Entries supplied:

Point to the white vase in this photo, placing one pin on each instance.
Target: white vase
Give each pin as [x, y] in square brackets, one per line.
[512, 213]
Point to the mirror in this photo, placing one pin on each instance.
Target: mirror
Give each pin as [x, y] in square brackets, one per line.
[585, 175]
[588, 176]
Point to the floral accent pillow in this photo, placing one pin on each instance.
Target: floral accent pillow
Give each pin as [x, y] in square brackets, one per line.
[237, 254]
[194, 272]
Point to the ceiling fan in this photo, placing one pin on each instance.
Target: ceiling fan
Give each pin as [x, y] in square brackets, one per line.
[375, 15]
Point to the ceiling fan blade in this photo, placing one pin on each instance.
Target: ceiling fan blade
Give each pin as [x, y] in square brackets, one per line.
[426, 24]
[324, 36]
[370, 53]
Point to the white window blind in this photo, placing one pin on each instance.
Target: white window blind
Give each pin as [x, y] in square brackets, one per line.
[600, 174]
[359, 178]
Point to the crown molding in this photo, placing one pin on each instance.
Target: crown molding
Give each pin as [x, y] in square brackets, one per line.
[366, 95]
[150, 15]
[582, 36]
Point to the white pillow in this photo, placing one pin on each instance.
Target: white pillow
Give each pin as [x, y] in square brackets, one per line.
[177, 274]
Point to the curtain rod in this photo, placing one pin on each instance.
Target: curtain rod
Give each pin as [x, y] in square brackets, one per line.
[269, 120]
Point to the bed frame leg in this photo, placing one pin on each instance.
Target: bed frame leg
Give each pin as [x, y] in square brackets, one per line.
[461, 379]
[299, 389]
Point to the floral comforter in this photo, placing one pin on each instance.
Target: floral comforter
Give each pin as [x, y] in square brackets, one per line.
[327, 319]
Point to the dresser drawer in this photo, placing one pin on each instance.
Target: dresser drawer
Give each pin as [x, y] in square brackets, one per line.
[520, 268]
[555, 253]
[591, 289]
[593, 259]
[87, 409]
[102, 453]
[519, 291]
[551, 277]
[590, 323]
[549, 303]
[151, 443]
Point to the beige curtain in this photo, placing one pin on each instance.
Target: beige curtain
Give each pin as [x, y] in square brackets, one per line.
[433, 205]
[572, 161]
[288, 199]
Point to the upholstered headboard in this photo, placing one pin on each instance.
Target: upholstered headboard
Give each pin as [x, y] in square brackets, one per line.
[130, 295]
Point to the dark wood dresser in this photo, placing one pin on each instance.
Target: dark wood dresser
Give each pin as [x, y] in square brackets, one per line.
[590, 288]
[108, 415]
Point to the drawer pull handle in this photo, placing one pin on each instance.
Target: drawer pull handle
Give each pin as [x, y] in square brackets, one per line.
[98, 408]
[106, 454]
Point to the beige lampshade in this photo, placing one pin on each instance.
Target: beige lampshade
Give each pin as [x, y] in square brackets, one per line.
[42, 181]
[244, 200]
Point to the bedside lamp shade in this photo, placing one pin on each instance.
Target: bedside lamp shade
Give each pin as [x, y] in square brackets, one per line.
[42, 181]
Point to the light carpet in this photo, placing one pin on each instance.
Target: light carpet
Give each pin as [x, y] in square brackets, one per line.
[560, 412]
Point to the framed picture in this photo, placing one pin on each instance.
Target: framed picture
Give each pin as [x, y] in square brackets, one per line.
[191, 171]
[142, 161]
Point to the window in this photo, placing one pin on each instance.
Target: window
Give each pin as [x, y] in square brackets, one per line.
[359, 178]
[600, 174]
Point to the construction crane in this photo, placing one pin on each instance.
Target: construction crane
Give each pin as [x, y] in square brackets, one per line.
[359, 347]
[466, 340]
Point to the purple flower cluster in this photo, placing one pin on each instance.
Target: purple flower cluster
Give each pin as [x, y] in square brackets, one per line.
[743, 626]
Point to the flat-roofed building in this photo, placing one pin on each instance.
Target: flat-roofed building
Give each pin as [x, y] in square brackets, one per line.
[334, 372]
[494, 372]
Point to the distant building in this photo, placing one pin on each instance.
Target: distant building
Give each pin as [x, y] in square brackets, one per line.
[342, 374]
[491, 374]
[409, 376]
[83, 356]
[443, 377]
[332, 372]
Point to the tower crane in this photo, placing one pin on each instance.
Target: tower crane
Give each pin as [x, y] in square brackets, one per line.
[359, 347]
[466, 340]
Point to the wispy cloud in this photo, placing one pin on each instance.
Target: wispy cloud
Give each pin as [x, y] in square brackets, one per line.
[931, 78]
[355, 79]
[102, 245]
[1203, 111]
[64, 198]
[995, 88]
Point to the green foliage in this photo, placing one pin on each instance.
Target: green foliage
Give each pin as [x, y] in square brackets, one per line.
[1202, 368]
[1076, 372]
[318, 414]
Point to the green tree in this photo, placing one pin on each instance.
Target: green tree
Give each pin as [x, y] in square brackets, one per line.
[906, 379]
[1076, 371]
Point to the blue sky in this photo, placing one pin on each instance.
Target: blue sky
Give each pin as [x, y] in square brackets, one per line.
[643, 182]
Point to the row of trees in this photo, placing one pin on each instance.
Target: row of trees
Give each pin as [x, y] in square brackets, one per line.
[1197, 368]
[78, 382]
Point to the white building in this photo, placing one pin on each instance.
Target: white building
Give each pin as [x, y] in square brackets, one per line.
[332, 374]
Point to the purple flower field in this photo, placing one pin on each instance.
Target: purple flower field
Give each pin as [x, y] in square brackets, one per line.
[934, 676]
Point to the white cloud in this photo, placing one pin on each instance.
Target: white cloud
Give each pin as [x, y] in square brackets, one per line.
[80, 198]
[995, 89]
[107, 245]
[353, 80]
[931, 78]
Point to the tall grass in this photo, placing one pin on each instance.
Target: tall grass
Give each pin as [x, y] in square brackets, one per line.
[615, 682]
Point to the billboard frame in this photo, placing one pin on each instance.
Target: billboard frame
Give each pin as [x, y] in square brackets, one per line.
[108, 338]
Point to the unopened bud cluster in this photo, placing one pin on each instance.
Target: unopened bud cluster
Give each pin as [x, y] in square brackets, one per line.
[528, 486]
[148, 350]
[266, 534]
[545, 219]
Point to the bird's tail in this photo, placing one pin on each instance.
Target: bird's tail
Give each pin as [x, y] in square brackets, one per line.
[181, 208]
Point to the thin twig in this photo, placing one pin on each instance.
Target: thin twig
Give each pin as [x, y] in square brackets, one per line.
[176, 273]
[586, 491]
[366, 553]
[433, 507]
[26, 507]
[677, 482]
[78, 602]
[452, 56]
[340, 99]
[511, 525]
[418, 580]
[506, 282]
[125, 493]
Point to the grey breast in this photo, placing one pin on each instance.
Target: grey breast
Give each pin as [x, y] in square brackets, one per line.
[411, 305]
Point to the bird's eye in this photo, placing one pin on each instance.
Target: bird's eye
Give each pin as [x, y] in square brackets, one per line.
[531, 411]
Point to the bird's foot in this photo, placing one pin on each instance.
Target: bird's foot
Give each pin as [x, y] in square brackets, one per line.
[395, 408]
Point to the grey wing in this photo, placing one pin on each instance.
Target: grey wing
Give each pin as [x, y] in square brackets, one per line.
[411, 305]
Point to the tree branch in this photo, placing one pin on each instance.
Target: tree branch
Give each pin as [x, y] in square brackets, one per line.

Directions: Output all of the data again, exactly.

Solution:
Point to the white vase in this photo, placing one pin on each instance.
Target: white vase
Give each pin as [x, y] in square brackets, one per line.
[512, 213]
Point to the mirror in this photo, placing one pin on each instance.
Target: mirror
Give each pin as [x, y] in square brackets, one per line.
[585, 175]
[588, 176]
Point to the floral accent pillow in this photo, placing one pin on each instance.
Target: floral accent pillow
Give each pin as [x, y] in square brackets, one per line.
[237, 254]
[194, 272]
Point to the ceiling fan in this photo, placing one pin on each instance.
Target: ceiling fan
Give each pin as [x, y] in square brackets, one per line.
[375, 15]
Point to the ceiling fan blade in this photo, placing one pin on each instance.
Target: ceiling fan blade
Give each pin as [x, y] in square brackets, one per line.
[426, 24]
[324, 36]
[370, 53]
Point to the white window blind in this photo, placing one pin on each instance.
Target: white window blind
Give each pin as [x, y] in square brackets, one per line.
[600, 174]
[359, 178]
Point to the crown molding in this photo, placing one pin on each instance.
Target: crown molding
Give each pin as [x, y] in square brackets, one per line.
[366, 95]
[150, 15]
[582, 36]
Point to the white pillow in this photo, placing one pin on each instance.
Target: white pillow
Give each pin as [x, y] in square brackets, one per line.
[177, 274]
Point to the curtain rod in this photo, placing one pin on each instance.
Target: curtain rod
Give each pin as [x, y] in square brackets, one per line.
[269, 120]
Point to the bed frame leg in this photo, placing one pin on each instance.
Target: bed frame leg
Give each pin as [x, y] in square brackets, one per line.
[461, 379]
[299, 389]
Point to the floral comforter in this photo, placing one pin on each instance.
Target: floral comforter
Give each pin as [x, y] in square brackets, one per line.
[327, 319]
Point to the dresser drawer in this photo, placing one pin on each instance.
Target: dresser drawer
Give each pin as [x, y] in square brackets, one per line.
[520, 268]
[555, 253]
[591, 289]
[593, 259]
[87, 409]
[102, 453]
[519, 291]
[551, 277]
[590, 323]
[549, 303]
[151, 443]
Point to the beige curtain in this photo, placing one pin on each instance.
Target: beige curtain
Give each pin as [x, y] in square brackets, one per line.
[433, 205]
[572, 161]
[288, 199]
Point to the upholstered headboard in this photo, placing one pin on each instance.
Target: upholstered headboard
Give each pin as [x, y] in square brackets, one per line.
[130, 295]
Point to the dark wood dresser in this photo, placing one pin on each instance.
Target: dark wood dresser
Give each pin as [x, y] in square brackets, one per line.
[590, 288]
[108, 415]
Point to the drawer pull handle in this photo, placing one pin on each instance.
Target: drawer pull handle
Give each pin as [x, y] in square brackets, one per line.
[98, 408]
[106, 454]
Point to the beige lampshade in this photo, placing one pin on each instance.
Target: beige lampshade
Give each pin as [x, y] in square brackets, one per line.
[42, 181]
[244, 200]
Point to the bedside lamp shade in this photo, placing one pin on each instance.
Target: bedside lamp shade
Give each pin as [x, y] in square brackets, one per line.
[42, 181]
Point to the light carpet in this photo, placing one pin on each instance.
Target: light carpet
Give each pin as [x, y] in square brackets, one per line.
[560, 412]
Point to the framed picture in this photo, placing one pin on each instance.
Target: framed picture
Give each pin as [x, y] in square brackets, one per line.
[191, 171]
[142, 161]
Point to the window in this photo, placing one pin on each instance.
Target: window
Give each pin as [x, y] in square brackets, one per line.
[359, 178]
[600, 174]
Point to the construction crane in this photo, placing one pin on each instance.
Target: construction crane
Give each pin as [x, y] in square brackets, one per line.
[359, 347]
[466, 340]
Point to the purple flower cluster in this photo, placing one pin on each instance.
Target: purple flower cluster
Give each pin as [x, y] in square brackets, one per line.
[743, 626]
Point to the flat-roofed building in this photo, placing one pin on each instance.
Target: flat-roofed building
Give each pin as [x, y] in square brackets, one per line.
[334, 372]
[494, 372]
Point to the distant building in this photo, placing one pin on each instance.
Target: distant building
Give each pin as [x, y] in square brackets, one per line.
[342, 374]
[491, 374]
[409, 376]
[83, 356]
[443, 377]
[332, 372]
Point to the tower crane in this photo, placing one pin on each instance.
Target: tower crane
Give each pin as [x, y] in square brackets, one per line.
[359, 347]
[466, 340]
Point to the wispy cloud in this photo, placing one pin on each instance.
Target: wispy cloud
Give each pin as [x, y] in square brackets, one per line.
[931, 78]
[355, 79]
[102, 245]
[1203, 111]
[64, 198]
[995, 88]
Point to the green foliage in this photo, placing one pin on each instance.
Target: green foliage
Give each pin as [x, y] in square brackets, one per line.
[1202, 368]
[1076, 372]
[318, 414]
Point to the green tree in this photo, placing one pin on each instance.
Target: green tree
Give each pin as [x, y] in square brackets, one per line.
[906, 379]
[1076, 371]
Point to the blue sky in this photo, placing one pin on each instance.
Target: blue sky
Give each pin as [x, y] in square brackets, one per line.
[643, 182]
Point to the row of trees in this photo, placing one pin on each instance.
Target: row of trees
Give each pin as [x, y] in square brackets, one per line.
[1197, 368]
[78, 382]
Point to the white building in this photo, placing one pin on each instance.
Target: white building
Give each pin as [x, y] in square brackets, one per line.
[332, 374]
Point to the purple flower field in this photo, placing one pin on each instance.
Target: purple flower field
Give each pin as [x, y] in square brackets, one per line.
[934, 676]
Point to the white cloud in this photo, placing one pin on each instance.
Target: white cloud
Give each pin as [x, y] in square brackets, one per line.
[80, 198]
[995, 89]
[107, 245]
[353, 80]
[931, 78]
Point to the tall grass in this photo, placing one pin on each instance.
Target: tall grass
Give each pin as [x, y] in square brackets, one per line.
[615, 682]
Point to the billboard frame in this photo, placing one pin on each instance.
Target: billboard frame
Give each pin as [x, y] in square brackets, one per line.
[108, 338]
Point to the unopened bud cluster in this photo, placing one pin on each instance.
Target: unopened bud cluster
Give each pin as [x, y] in square brackets, one per line.
[528, 486]
[148, 350]
[266, 534]
[545, 219]
Point to the bird's tail in this photo, placing one pin on each instance.
Target: bird's tail
Give each pin as [x, y] in square brackets, one per line.
[181, 208]
Point to the thin twig in this photo, placing one pin on each instance.
Target: thin twig
Give each pin as [x, y] in square brackets, one per line.
[176, 273]
[586, 491]
[366, 553]
[433, 507]
[26, 507]
[677, 482]
[78, 602]
[452, 56]
[340, 99]
[511, 525]
[418, 580]
[506, 282]
[125, 493]
Point to the grey breast in this photo, placing one pin on each instance.
Target: grey breast
Give each pin as [x, y] in square brackets, one per line.
[411, 305]
Point to the bird's eye in this photo, placing one pin on each instance.
Target: bird's eye
Give each pin as [x, y] in square brackets, one per line.
[531, 411]
Point to the bird's foot in this photo, placing one pin on each instance.
Target: bird's foot
Give each pin as [x, y] in square brackets, one per line.
[395, 408]
Point to the grey wing in this photo, placing one pin on each instance.
Target: grey wing
Give each pin as [x, y] in square brackets, one per line.
[411, 305]
Point to the tree branch in this photo, placing one pin on each instance.
Target: tree branch
Give each pin as [x, y] in square brackets, one per line.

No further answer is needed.